§ **WORK INSTRUCTIONS**: Among the entries below, find all lines that include "white" and copy them.

↓

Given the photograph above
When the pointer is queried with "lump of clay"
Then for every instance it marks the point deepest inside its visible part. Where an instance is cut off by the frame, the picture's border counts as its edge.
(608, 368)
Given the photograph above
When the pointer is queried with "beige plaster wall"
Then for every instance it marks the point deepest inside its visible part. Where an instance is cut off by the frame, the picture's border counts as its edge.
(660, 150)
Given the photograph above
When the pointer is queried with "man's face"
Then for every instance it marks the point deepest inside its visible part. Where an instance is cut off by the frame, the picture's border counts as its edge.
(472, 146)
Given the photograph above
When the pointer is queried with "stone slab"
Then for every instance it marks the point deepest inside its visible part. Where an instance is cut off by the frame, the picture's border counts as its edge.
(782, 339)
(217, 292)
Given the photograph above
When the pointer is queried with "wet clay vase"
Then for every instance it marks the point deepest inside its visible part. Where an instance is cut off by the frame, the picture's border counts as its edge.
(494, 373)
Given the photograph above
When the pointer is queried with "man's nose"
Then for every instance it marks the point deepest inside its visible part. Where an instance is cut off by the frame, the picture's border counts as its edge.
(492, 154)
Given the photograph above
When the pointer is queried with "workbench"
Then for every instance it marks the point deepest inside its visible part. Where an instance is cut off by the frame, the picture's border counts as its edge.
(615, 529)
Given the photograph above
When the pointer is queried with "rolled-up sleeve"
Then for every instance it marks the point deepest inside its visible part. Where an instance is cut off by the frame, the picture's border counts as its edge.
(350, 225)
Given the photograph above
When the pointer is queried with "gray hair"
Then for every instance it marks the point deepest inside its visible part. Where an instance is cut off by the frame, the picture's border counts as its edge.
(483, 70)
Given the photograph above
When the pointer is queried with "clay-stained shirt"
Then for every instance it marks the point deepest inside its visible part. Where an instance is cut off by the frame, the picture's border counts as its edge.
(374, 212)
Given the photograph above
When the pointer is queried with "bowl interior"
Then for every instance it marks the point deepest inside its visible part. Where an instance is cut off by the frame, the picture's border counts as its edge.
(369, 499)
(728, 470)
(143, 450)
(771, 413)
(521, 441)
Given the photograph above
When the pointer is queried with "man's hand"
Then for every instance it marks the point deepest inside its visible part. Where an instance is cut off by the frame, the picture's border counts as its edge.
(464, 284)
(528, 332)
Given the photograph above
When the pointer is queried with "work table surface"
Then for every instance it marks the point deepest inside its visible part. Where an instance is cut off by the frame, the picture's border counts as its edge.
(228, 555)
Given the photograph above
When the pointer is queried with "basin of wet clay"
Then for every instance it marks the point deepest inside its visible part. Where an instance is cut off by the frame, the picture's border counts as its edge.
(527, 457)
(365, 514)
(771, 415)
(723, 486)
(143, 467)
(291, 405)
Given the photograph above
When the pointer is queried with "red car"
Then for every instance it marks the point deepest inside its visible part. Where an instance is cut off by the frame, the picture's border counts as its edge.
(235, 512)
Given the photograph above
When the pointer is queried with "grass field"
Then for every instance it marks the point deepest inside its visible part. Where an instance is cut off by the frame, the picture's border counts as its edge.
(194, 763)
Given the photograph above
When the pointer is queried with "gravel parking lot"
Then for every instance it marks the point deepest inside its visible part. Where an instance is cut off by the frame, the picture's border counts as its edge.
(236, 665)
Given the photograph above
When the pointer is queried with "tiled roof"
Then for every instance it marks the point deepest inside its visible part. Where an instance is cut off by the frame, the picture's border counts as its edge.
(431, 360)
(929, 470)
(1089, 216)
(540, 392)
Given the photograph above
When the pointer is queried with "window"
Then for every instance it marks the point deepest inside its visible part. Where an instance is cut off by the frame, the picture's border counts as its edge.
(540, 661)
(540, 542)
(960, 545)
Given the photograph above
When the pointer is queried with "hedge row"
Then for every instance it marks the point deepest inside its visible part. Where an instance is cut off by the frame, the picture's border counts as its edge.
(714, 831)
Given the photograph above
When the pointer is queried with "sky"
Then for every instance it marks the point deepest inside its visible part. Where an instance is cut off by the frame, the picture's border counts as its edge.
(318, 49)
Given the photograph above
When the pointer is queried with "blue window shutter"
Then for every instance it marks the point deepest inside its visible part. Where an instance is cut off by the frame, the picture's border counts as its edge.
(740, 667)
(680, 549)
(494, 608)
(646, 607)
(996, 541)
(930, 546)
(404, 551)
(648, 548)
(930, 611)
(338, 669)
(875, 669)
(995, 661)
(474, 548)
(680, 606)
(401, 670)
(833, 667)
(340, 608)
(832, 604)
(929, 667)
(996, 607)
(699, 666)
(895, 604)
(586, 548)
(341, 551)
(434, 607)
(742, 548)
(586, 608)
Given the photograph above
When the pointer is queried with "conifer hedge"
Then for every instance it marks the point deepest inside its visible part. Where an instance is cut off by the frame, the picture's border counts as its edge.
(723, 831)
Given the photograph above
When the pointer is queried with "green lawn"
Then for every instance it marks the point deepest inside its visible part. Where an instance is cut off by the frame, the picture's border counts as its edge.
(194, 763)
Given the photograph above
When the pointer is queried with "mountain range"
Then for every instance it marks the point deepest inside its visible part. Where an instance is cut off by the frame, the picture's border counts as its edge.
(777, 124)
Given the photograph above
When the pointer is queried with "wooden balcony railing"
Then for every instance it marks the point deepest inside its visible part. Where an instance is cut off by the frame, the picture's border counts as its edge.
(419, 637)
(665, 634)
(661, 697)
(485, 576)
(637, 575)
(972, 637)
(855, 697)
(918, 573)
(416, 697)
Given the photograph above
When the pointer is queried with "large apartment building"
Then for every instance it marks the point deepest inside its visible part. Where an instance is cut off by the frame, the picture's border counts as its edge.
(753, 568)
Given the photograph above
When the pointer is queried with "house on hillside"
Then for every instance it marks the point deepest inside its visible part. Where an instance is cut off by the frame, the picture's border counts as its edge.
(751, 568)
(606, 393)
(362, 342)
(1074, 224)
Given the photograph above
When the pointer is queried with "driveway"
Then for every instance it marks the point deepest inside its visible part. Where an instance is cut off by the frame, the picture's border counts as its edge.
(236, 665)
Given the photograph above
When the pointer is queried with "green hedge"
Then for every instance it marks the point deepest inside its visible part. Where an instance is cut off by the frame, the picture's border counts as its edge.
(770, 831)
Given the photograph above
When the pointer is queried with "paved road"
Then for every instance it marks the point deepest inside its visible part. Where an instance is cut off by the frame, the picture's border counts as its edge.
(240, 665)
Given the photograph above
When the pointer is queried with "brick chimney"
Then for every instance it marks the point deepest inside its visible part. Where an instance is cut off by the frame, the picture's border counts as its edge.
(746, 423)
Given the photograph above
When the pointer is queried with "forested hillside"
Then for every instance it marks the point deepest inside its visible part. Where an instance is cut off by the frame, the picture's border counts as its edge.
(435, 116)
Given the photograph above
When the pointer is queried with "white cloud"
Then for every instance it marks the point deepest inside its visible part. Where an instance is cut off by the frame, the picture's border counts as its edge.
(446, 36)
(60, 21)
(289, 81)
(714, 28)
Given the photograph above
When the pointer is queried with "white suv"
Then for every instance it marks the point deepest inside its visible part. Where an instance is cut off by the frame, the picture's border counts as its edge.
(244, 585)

↑

§ **OUTPUT FOR THIS TASK**:
When the pointer is queried with "white cloud"
When the pointer is queried with "white suv"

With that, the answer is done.